# [Task requirements]
Render the rows below, from their first line through the line containing "70), (133, 65)]", as a JSON list of strings with one string per line. Include both ends and leave out any blank lines.
** Start of Stored rows **
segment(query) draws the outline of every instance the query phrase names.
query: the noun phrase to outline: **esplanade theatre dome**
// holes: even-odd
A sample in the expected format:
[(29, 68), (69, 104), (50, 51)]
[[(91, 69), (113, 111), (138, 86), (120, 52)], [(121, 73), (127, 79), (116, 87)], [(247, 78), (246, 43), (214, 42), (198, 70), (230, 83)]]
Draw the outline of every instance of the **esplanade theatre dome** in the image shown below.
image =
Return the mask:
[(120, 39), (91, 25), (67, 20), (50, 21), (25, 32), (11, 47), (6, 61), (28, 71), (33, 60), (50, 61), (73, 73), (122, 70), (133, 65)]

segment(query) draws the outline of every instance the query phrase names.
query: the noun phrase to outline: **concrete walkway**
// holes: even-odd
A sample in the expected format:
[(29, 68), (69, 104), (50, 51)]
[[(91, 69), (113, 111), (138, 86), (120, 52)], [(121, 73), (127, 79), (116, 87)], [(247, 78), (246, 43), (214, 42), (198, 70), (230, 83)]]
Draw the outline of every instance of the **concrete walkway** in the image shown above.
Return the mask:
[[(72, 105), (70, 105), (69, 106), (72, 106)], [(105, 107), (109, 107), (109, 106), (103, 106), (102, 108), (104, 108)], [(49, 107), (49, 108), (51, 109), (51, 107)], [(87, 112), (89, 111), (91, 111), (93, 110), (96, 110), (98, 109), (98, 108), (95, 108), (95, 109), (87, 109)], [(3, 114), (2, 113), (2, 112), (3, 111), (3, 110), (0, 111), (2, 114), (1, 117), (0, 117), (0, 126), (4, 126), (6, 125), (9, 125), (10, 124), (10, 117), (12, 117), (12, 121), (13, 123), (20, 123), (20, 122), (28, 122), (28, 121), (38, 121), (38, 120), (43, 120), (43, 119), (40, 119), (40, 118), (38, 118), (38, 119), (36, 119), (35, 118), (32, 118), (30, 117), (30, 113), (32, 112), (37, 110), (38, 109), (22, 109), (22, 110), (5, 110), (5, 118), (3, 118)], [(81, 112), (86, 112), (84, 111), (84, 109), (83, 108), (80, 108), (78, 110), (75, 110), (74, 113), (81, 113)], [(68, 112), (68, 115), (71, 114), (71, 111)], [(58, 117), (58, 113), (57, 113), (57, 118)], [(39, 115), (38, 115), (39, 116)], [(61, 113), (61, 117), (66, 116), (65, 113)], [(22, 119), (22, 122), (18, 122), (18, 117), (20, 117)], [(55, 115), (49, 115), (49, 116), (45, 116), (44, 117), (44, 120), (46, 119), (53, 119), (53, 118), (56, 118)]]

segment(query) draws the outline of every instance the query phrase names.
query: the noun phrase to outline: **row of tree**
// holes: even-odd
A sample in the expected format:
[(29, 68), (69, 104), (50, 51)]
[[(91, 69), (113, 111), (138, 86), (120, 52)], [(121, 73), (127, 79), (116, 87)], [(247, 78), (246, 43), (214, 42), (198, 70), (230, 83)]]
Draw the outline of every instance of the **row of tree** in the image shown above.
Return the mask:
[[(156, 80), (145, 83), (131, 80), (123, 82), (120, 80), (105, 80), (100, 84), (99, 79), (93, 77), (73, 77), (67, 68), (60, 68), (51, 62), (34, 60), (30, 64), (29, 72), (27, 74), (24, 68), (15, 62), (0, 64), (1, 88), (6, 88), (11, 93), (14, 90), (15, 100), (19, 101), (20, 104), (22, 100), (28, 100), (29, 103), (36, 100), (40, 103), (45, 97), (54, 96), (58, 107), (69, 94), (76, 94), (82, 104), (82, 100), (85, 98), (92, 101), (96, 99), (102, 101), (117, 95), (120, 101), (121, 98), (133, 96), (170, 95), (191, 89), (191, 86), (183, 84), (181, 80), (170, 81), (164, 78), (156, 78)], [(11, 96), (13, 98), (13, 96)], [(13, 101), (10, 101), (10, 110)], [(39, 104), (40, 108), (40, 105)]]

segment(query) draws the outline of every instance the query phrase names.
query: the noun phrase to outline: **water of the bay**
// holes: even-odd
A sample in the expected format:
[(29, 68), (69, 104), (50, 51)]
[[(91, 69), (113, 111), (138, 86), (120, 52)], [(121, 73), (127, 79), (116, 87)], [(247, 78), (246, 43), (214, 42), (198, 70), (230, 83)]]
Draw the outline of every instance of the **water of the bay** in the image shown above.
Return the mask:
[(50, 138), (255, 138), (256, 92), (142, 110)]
** End of Stored rows **
# [Complete output]
[
  "segment(query) draws the outline of every instance the query phrase names.",
  "query: the noun phrase to outline: **esplanade theatre dome**",
  "// holes: even-odd",
  "A sample in the expected format:",
  "[(29, 68), (69, 104), (50, 51)]",
  "[[(91, 69), (113, 111), (138, 86), (120, 52)], [(121, 73), (127, 79), (116, 87)], [(247, 78), (246, 43), (214, 42), (198, 70), (230, 83)]]",
  "Draw the outline of every instance of the **esplanade theatre dome** in the image shown below.",
  "image =",
  "Return the mask:",
  "[(120, 39), (91, 25), (67, 20), (50, 21), (25, 32), (11, 47), (6, 61), (28, 71), (33, 60), (50, 61), (73, 73), (122, 70), (133, 65)]"
]